-------- Input data

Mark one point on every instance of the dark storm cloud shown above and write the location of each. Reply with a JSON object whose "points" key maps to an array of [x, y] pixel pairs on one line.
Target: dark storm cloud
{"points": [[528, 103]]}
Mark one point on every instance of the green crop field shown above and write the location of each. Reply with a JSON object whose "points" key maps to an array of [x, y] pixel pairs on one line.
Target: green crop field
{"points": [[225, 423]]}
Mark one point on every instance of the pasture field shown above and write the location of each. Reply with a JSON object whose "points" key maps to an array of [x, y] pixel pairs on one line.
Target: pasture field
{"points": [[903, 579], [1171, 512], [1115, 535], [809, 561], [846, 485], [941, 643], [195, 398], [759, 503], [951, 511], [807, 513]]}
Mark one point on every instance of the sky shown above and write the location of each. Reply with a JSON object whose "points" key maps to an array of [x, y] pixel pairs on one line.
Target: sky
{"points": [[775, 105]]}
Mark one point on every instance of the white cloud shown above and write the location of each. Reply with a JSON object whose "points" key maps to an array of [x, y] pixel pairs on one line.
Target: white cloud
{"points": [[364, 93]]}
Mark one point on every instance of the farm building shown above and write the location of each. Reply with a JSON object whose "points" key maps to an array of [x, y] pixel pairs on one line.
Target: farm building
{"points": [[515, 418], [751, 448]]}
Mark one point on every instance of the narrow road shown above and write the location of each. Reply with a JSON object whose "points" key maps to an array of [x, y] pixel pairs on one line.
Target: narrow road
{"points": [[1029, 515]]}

----------------

* **What this task involves**: Whatever appears in the data above must be copied word for word.

* **Solution**:
Mark one point on every instance of the dark storm cloud shown above and write the location of each. Reply with a JSON object whose "points" key maps to an array of [x, y] pixel pairs on one line.
Target: dark storm cloud
{"points": [[528, 103]]}
Mark one point on every instance of the green crop field shown above and write the location of each. Reply with a JSON object whose "points" key maps to an array of [x, y] pixel pairs on one line.
Target: green crop field
{"points": [[225, 423]]}
Mark one point on every instance of the pasture field shown above and write the location of each. Reply with a JSON object whose "points" key maps to an array of [x, y] pixel pairs on one line.
Target: pasture field
{"points": [[903, 579], [1171, 512], [1115, 535], [809, 561], [846, 485], [941, 643], [195, 398], [759, 503], [951, 511], [807, 513]]}
Mark one point on every instance of the sky shown above and write the location of each. Reply with a JSON object whose "points" key maps to an array of [x, y] pixel pairs on one line.
Target: sky
{"points": [[775, 105]]}
Mark one point on every instance of the white cloud shown above and write the location of each. Reply with a JSON object whose "points" key maps to an array of [x, y] pixel pairs on one line.
Target: white cloud
{"points": [[364, 93]]}
Mark one point on every instance of the farm building shown above and write the location of each. Reply with a JSON object whose "points" key maps to an array of [x, y] pixel pairs on one line.
Target: farm building
{"points": [[515, 418], [751, 448]]}
Mark one point on every instance of the narrow road shown above and write the location of each. Reply with a JSON object whose "points" key maps to an array of [x, y] pixel pairs on one line.
Target: narrow road
{"points": [[1029, 515]]}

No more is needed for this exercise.